▶ [Task statement]:
Your answer should consist of all lines in the listing that hold the word "instance".

** Opening Records provided block **

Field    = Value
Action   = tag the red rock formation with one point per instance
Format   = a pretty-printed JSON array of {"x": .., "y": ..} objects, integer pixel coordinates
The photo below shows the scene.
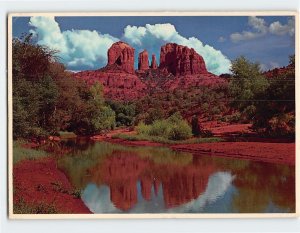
[
  {"x": 143, "y": 61},
  {"x": 180, "y": 67},
  {"x": 122, "y": 55},
  {"x": 181, "y": 60},
  {"x": 153, "y": 62},
  {"x": 117, "y": 85}
]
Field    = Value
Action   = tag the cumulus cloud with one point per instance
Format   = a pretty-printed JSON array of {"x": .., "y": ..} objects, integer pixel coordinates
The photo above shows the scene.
[
  {"x": 269, "y": 66},
  {"x": 279, "y": 29},
  {"x": 85, "y": 49},
  {"x": 260, "y": 28},
  {"x": 152, "y": 37},
  {"x": 221, "y": 39},
  {"x": 77, "y": 48}
]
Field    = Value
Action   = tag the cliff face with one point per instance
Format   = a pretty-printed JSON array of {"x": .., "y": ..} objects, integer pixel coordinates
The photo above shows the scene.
[
  {"x": 181, "y": 60},
  {"x": 122, "y": 55},
  {"x": 180, "y": 67},
  {"x": 143, "y": 60}
]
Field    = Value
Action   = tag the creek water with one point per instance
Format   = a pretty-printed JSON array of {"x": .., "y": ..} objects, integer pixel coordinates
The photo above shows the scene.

** Closing Records provided block **

▶ [Exercise output]:
Action   = tag the red rock formation with one point per instance
Action   = tag the cumulus cloud with one point per instance
Action   = tag the cliff face with one point per instance
Action   = tag the creek water with one point per instance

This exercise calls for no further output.